COMPITO ASSEGNATO A
Rispondi per favore a queste domande sul brano su Marko Feingold riportato sotto, una risposta per riga:
(i) Dove e in che data era nato Marko Feingold?
(ii) Quale lavoro aveva svolto con successo in Italia?
(iii) Quanti ebrei fece trasferire illegalmente in Palestina tra il 1945 e il 1948?
COMPITO ASSEGNATO B
Ripeti senza alcuna modifica il passo del brano su Marko Feingold che va da «Nel febbraio 1938» fino a «dei lavori forzati.» compreso.

BRANO DI TESTO
○ ○ ○
Sono luoghi da cui a quel tempo non si usciva vivi. Non era uscito vivo il fratello Ernst, arrestato insieme a lui. Non ne erano uscite vive le loro due sorelle. Marko invece c’è l’aveva fatta, perché questo era il suo destino e perché era il suo destino quello di sopravvivere ai suoi aguzzini, per poter raccontare al mondo quel che avevano visto i suoi occhi. Era il più vecchio superstite dell’Olocausto in Austria.

Marko Feingold era nato a Neusohl, allora nel regno di Ungheria (oggi in Slovacchia) il 28 maggio 1913, ma la sua famiglia si era trasferita presto a Vienna, nella Leopoldstadt, il quartiere al di là del Donaukanal che l’imperatore Leopoldo aveva destinato agli ebrei. Nel 1932, dopo aver frequentato le scuole commerciali, Marko con il fratello Ernst aveva lasciato l’Austria, stremata dalla crisi economica, e si era trasferito in Italia, dove aveva fatto con successo il rappresentante di saponi liquidi e cera per pavimenti.

Nel febbraio 1938 i due erano tornati a Vienna, per rinnovare il passaporto, ma poche settimane dopo erano stati sorpresi dall’Anschluss e dall’arrivo dei nazisti. Marko era riuscito a fuggire a Praga e in Polonia, ma poi la Germania di Hitler era arrivata anche lì e per lui era incominciato il calvario dei campi di concentramento e dei lavori forzati.

Dopo la guerra voleva ritornare a Vienna, ma per puro caso era finito a Salisburgo (il convoglio che trasportava lui e altri 127 sfollati reduci dai lager era stato fermato alla linea di demarcazione dell’Enns, che segnava il confine tra la zona occupata dall’Urss e quella occupata dagli Usa, e il gruppo era stato rispedito indietro). Da questa città, tra il 1945 e il 1948, organizzò il trasferimento illegale in Palestina di 100.000 ebrei provenienti dal Centro e dall’Est Europa.
○ ○ ○
DATI FORNITI
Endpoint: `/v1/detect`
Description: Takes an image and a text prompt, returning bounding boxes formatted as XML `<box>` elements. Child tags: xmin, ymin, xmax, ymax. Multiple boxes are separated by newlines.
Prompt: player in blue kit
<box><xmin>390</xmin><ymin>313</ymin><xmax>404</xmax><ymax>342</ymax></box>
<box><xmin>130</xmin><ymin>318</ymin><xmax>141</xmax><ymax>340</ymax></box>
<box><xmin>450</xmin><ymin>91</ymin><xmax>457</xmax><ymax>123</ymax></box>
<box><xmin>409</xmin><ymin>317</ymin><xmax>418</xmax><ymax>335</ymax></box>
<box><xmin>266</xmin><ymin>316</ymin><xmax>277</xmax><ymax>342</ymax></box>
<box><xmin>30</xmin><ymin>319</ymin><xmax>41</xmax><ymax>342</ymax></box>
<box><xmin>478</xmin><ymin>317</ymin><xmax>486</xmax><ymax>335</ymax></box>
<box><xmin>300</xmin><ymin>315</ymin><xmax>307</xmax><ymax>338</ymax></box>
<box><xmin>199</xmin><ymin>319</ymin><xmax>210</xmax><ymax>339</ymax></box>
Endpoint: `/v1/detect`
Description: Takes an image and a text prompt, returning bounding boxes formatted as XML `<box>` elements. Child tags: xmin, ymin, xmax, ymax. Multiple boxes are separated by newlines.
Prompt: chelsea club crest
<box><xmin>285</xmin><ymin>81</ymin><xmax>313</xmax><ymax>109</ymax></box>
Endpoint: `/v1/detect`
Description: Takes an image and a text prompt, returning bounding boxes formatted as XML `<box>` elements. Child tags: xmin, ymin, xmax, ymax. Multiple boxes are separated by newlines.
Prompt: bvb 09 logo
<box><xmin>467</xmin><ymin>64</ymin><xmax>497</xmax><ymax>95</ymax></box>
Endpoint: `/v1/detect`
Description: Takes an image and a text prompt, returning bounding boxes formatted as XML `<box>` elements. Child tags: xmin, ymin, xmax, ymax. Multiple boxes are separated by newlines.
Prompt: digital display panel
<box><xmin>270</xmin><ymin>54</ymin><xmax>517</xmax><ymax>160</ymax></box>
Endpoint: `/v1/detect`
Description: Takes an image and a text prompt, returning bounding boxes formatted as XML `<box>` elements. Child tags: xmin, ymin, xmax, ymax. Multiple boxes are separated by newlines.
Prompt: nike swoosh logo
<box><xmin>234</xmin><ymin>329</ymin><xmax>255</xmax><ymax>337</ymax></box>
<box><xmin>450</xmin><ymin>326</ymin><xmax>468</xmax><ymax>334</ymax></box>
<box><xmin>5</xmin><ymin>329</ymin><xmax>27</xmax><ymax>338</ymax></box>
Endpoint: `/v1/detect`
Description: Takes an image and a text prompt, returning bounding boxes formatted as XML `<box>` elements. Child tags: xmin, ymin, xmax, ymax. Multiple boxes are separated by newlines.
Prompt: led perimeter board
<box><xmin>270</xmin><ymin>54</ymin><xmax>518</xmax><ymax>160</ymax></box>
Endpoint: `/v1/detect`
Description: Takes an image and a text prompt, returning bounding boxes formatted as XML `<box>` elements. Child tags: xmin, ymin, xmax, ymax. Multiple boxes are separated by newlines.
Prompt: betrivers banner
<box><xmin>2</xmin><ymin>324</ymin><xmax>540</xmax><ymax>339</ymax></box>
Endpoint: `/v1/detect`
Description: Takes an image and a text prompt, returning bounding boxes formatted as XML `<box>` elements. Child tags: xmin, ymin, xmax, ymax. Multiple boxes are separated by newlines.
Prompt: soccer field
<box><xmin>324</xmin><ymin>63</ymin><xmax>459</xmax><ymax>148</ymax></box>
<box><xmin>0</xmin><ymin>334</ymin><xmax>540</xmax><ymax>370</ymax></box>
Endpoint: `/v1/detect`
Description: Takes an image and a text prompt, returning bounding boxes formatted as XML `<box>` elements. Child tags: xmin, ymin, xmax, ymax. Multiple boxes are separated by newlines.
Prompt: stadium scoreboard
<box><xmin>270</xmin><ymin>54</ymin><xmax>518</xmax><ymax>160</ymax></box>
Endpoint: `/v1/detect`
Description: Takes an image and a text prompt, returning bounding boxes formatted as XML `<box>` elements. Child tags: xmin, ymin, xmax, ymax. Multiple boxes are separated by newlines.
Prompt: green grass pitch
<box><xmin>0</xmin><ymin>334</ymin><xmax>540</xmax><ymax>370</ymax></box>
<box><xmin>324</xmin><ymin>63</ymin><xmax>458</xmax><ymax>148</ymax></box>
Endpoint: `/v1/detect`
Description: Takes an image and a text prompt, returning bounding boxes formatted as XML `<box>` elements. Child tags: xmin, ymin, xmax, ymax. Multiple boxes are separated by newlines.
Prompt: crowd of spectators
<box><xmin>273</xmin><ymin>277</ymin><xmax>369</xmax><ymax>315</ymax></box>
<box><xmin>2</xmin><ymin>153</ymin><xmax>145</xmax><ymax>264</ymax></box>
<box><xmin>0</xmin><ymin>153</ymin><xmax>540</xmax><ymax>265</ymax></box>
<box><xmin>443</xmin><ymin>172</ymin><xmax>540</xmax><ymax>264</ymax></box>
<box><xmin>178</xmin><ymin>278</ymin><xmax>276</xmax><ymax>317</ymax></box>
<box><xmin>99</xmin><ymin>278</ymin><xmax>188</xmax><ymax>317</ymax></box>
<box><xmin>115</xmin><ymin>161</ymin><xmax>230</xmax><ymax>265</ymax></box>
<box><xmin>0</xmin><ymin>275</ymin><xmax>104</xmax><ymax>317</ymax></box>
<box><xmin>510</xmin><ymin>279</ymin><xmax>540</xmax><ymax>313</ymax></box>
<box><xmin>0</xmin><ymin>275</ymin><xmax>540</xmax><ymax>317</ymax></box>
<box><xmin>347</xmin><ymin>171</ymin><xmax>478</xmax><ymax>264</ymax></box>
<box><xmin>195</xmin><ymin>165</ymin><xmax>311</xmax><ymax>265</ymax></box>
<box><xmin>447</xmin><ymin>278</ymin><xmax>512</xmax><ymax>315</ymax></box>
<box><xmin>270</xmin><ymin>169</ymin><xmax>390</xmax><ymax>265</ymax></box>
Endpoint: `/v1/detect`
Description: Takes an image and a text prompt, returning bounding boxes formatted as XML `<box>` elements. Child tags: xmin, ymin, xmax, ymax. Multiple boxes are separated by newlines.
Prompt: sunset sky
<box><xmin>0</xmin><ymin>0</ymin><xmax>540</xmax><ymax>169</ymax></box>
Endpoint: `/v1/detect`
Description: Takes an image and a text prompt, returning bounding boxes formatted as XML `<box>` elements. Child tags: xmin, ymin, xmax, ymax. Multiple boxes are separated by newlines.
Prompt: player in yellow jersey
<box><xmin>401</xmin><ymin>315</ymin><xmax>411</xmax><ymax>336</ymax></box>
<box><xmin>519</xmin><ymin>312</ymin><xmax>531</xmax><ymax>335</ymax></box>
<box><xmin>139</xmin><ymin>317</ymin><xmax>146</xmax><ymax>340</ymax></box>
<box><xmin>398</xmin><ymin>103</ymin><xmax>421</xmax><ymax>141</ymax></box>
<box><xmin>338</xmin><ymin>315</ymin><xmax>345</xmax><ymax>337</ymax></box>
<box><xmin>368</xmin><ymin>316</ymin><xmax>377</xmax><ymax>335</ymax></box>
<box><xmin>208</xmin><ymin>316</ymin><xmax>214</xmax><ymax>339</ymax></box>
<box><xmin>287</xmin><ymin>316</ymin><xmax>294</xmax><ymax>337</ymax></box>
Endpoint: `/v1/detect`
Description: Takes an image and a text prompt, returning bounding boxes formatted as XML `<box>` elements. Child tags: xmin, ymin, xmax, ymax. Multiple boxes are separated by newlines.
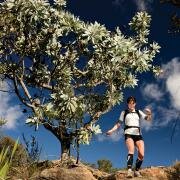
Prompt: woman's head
<box><xmin>127</xmin><ymin>96</ymin><xmax>136</xmax><ymax>110</ymax></box>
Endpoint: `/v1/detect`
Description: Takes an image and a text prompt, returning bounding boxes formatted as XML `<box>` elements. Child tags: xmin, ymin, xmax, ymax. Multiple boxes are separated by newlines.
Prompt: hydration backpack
<box><xmin>124</xmin><ymin>109</ymin><xmax>141</xmax><ymax>131</ymax></box>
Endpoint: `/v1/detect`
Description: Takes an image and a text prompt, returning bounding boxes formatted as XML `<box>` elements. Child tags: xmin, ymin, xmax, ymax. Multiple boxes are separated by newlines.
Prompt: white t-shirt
<box><xmin>119</xmin><ymin>110</ymin><xmax>147</xmax><ymax>135</ymax></box>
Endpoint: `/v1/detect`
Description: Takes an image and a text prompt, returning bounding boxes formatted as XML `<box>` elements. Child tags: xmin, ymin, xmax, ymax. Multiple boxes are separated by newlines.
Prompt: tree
<box><xmin>160</xmin><ymin>0</ymin><xmax>180</xmax><ymax>33</ymax></box>
<box><xmin>0</xmin><ymin>0</ymin><xmax>160</xmax><ymax>160</ymax></box>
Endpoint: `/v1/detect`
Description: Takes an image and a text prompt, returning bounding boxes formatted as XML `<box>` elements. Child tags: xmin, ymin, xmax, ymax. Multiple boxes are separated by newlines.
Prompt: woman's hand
<box><xmin>106</xmin><ymin>130</ymin><xmax>113</xmax><ymax>136</ymax></box>
<box><xmin>144</xmin><ymin>108</ymin><xmax>152</xmax><ymax>121</ymax></box>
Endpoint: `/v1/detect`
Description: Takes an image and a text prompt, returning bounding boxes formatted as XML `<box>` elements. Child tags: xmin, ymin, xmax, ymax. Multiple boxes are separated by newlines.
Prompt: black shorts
<box><xmin>125</xmin><ymin>134</ymin><xmax>143</xmax><ymax>142</ymax></box>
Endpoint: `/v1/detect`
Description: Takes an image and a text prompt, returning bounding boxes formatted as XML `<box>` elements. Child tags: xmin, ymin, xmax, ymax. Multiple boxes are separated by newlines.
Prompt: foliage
<box><xmin>0</xmin><ymin>0</ymin><xmax>160</xmax><ymax>158</ymax></box>
<box><xmin>23</xmin><ymin>134</ymin><xmax>42</xmax><ymax>163</ymax></box>
<box><xmin>168</xmin><ymin>161</ymin><xmax>180</xmax><ymax>180</ymax></box>
<box><xmin>0</xmin><ymin>136</ymin><xmax>27</xmax><ymax>167</ymax></box>
<box><xmin>0</xmin><ymin>141</ymin><xmax>18</xmax><ymax>180</ymax></box>
<box><xmin>97</xmin><ymin>159</ymin><xmax>112</xmax><ymax>173</ymax></box>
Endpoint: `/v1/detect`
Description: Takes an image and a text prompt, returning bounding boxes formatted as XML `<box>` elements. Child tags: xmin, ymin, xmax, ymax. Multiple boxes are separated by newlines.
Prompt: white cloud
<box><xmin>0</xmin><ymin>83</ymin><xmax>23</xmax><ymax>129</ymax></box>
<box><xmin>141</xmin><ymin>58</ymin><xmax>180</xmax><ymax>130</ymax></box>
<box><xmin>163</xmin><ymin>58</ymin><xmax>180</xmax><ymax>110</ymax></box>
<box><xmin>142</xmin><ymin>83</ymin><xmax>164</xmax><ymax>101</ymax></box>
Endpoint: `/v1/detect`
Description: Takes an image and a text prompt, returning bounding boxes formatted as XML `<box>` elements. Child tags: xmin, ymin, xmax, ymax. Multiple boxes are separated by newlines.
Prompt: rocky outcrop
<box><xmin>11</xmin><ymin>160</ymin><xmax>180</xmax><ymax>180</ymax></box>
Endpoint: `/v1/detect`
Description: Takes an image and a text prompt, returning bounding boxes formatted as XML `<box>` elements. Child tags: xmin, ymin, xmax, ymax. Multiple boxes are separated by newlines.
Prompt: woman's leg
<box><xmin>126</xmin><ymin>137</ymin><xmax>134</xmax><ymax>169</ymax></box>
<box><xmin>135</xmin><ymin>140</ymin><xmax>144</xmax><ymax>171</ymax></box>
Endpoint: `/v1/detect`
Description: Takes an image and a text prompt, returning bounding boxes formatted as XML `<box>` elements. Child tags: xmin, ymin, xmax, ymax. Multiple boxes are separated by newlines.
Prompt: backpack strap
<box><xmin>124</xmin><ymin>109</ymin><xmax>141</xmax><ymax>132</ymax></box>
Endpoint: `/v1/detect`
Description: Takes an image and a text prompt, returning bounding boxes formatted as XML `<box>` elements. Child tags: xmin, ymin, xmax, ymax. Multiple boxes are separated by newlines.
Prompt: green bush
<box><xmin>0</xmin><ymin>136</ymin><xmax>28</xmax><ymax>167</ymax></box>
<box><xmin>0</xmin><ymin>141</ymin><xmax>18</xmax><ymax>180</ymax></box>
<box><xmin>168</xmin><ymin>161</ymin><xmax>180</xmax><ymax>180</ymax></box>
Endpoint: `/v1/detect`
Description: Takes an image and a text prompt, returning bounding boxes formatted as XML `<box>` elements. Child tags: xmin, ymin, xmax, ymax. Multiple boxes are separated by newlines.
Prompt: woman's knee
<box><xmin>138</xmin><ymin>152</ymin><xmax>144</xmax><ymax>160</ymax></box>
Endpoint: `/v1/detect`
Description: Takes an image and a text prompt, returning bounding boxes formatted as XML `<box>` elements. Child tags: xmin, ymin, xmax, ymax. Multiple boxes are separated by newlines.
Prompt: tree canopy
<box><xmin>0</xmin><ymin>0</ymin><xmax>160</xmax><ymax>160</ymax></box>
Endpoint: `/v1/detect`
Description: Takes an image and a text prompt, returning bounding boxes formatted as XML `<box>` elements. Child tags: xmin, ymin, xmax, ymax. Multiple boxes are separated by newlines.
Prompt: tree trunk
<box><xmin>60</xmin><ymin>137</ymin><xmax>70</xmax><ymax>161</ymax></box>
○ ○ ○
SPAZIO RISPOSTA A
(i) A Neusohl, il 28 maggio 1913.
(ii) Il rappresentante di saponi liquidi e cera per pavimenti.
(iii) 100.000.

SPAZIO RISPOSTA B
Nel febbraio 1938 i due erano tornati a Vienna, per rinnovare il passaporto, ma poche settimane dopo erano stati sorpresi dall’Anschluss e dall’arrivo dei nazisti. Marko era riuscito a fuggire a Praga e in Polonia, ma poi la Germania di Hitler era arrivata anche lì e per lui era incominciato il calvario dei campi di concentramento e dei lavori forzati.